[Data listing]
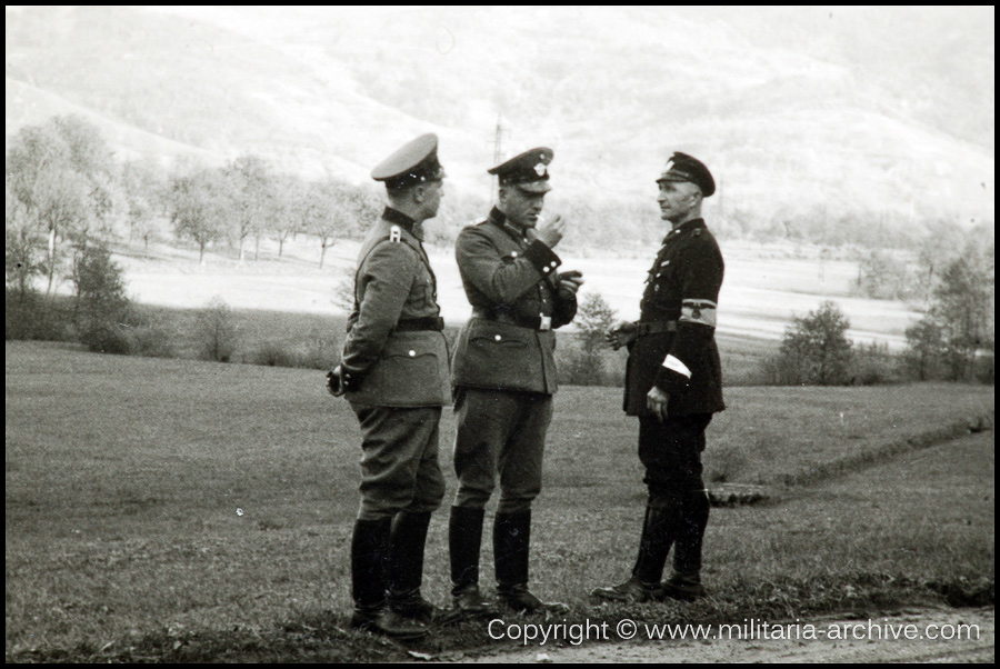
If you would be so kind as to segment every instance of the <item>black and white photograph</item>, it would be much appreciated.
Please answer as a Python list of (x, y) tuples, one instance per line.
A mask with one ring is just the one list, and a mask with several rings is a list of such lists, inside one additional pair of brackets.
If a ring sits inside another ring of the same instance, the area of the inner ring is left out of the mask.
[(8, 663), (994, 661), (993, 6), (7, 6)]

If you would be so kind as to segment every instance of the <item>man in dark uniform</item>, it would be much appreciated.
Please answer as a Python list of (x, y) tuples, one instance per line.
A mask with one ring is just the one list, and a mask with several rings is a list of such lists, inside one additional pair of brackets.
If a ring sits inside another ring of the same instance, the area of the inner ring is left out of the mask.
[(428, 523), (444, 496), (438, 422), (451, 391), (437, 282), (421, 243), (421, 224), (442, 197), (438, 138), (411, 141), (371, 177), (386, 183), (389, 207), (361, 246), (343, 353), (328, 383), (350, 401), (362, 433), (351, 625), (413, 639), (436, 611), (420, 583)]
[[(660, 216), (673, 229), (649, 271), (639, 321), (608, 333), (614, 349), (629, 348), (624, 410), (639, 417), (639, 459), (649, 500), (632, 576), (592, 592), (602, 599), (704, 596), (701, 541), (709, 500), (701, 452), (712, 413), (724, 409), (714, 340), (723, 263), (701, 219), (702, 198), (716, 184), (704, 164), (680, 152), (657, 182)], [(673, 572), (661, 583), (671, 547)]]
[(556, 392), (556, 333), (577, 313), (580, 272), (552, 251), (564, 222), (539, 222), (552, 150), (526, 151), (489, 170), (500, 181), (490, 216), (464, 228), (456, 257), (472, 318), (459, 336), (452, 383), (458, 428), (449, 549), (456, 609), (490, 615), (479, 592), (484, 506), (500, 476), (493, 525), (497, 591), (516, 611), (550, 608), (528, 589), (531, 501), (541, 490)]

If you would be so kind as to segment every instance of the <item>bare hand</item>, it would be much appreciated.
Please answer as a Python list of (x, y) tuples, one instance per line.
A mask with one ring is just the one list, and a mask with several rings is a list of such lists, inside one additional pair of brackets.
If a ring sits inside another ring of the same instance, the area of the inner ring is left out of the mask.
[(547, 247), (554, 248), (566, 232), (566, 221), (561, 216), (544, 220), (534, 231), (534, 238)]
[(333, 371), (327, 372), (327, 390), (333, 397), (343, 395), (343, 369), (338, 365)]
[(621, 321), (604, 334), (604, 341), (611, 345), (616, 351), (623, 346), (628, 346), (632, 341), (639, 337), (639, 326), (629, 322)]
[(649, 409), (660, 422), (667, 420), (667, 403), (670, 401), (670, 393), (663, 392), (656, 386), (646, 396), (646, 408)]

* * *

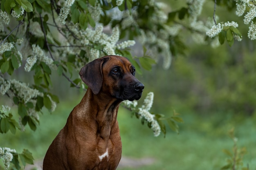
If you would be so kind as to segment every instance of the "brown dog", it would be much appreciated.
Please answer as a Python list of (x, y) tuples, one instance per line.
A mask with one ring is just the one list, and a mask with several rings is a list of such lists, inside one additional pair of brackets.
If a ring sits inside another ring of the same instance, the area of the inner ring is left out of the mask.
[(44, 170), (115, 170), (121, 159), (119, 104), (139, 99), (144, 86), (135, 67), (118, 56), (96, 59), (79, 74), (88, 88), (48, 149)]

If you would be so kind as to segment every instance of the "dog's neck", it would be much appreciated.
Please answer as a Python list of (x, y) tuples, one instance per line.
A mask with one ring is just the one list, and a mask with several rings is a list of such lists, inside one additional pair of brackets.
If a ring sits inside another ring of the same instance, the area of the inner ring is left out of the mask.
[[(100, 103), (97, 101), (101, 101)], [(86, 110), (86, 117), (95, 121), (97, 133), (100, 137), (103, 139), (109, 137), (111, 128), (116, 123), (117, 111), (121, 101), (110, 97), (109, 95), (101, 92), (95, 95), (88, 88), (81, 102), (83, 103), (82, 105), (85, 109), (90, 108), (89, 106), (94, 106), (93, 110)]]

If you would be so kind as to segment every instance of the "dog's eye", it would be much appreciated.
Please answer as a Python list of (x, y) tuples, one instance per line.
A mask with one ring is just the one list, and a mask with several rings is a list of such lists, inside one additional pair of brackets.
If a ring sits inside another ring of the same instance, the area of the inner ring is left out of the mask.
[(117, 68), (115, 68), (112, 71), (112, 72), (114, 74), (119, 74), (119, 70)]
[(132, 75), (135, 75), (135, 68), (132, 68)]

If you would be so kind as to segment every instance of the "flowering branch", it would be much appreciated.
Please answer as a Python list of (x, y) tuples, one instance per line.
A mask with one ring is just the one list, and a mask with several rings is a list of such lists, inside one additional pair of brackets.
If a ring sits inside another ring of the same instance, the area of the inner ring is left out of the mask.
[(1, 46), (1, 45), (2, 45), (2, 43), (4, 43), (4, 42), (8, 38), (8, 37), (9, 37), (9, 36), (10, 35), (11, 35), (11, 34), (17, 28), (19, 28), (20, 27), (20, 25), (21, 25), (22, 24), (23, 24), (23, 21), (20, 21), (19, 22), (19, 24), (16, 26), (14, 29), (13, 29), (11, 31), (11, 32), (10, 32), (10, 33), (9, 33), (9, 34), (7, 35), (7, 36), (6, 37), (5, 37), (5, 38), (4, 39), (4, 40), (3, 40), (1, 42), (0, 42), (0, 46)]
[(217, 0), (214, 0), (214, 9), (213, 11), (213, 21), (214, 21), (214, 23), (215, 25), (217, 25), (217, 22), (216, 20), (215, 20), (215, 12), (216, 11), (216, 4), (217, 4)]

* * *

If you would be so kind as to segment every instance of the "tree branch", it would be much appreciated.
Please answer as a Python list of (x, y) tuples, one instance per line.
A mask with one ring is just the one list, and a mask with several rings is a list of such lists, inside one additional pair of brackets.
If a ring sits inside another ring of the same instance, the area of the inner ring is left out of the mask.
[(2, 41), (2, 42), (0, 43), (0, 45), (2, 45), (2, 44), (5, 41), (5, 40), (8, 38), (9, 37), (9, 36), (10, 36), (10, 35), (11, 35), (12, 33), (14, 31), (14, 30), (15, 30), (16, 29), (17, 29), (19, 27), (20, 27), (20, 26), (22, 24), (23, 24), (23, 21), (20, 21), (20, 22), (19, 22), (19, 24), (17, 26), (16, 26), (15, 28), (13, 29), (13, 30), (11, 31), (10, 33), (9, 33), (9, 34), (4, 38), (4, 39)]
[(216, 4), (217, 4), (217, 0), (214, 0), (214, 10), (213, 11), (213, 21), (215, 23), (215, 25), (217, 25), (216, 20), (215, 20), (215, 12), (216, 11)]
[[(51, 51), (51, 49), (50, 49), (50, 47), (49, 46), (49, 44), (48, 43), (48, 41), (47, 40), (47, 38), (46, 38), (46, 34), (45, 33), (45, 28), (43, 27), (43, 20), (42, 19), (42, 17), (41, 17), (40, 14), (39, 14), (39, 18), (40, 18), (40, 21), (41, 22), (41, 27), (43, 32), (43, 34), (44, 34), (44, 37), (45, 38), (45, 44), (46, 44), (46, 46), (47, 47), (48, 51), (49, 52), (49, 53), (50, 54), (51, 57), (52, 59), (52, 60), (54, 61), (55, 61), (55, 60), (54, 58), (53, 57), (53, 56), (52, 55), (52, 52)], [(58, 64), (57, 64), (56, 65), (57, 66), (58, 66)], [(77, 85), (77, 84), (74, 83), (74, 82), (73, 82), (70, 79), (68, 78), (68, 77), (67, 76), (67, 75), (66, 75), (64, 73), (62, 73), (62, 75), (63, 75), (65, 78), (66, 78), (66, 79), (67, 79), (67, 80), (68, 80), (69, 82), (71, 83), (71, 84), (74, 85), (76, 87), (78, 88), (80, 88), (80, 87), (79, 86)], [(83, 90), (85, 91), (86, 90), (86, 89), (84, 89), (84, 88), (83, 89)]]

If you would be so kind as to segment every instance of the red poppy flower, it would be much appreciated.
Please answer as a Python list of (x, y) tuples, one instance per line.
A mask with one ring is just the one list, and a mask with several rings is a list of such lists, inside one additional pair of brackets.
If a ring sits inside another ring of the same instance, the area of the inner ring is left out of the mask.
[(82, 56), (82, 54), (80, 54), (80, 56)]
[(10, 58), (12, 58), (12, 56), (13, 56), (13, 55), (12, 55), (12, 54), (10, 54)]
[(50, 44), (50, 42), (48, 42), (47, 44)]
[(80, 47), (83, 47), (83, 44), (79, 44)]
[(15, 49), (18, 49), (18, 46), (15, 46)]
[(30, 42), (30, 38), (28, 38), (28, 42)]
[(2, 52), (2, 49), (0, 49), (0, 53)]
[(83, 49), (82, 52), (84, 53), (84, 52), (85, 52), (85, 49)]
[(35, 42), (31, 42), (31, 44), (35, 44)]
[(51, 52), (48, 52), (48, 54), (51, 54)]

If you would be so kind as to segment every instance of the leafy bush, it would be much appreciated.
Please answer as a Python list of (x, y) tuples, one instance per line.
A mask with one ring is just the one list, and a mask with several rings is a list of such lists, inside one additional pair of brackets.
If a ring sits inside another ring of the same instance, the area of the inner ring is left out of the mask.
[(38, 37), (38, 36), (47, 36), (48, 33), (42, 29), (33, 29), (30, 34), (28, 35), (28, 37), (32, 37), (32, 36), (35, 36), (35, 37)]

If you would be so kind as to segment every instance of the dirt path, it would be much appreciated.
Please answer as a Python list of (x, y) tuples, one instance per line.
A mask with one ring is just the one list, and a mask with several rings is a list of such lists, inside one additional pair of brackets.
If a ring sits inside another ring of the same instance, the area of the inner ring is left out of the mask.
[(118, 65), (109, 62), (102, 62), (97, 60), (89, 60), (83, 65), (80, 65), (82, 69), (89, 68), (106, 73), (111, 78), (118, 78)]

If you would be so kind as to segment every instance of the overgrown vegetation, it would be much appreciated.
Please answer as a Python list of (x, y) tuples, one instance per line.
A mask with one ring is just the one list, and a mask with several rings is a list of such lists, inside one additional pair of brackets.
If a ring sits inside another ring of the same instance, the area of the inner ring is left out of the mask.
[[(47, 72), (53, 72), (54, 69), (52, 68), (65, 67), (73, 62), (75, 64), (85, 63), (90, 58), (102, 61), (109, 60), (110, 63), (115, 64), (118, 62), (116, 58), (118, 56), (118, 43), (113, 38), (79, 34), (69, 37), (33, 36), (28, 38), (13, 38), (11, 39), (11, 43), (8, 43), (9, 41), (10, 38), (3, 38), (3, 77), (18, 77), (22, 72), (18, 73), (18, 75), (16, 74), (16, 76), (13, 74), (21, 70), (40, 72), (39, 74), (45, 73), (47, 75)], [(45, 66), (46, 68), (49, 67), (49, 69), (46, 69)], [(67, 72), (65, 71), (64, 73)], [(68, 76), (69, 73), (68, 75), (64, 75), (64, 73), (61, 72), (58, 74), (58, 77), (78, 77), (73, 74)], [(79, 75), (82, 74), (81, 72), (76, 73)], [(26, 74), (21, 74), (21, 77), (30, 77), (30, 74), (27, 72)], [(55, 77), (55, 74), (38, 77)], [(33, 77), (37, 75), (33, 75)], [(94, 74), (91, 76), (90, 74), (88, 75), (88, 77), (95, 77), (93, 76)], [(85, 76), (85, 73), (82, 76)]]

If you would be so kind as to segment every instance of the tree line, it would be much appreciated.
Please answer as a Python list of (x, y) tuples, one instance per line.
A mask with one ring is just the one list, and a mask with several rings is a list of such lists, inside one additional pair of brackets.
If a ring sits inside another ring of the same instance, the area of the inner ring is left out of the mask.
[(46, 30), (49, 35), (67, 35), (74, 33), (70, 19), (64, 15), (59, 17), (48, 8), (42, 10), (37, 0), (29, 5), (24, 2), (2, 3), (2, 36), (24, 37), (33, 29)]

> **Exercise description**
Please locate every line above that contains the string "item" and copy each of those lines out in full.

> **Output for this exercise**
If you would be so kind as to segment every instance of the <item>black and white photograph</item>, it would be much appreciated.
If you would be so kind as to segment every instance of the <item>man in dark uniform</item>, it would be much appreciated.
If you would be so kind as to segment every instance of the <item>bare hand</item>, it would be much appreciated.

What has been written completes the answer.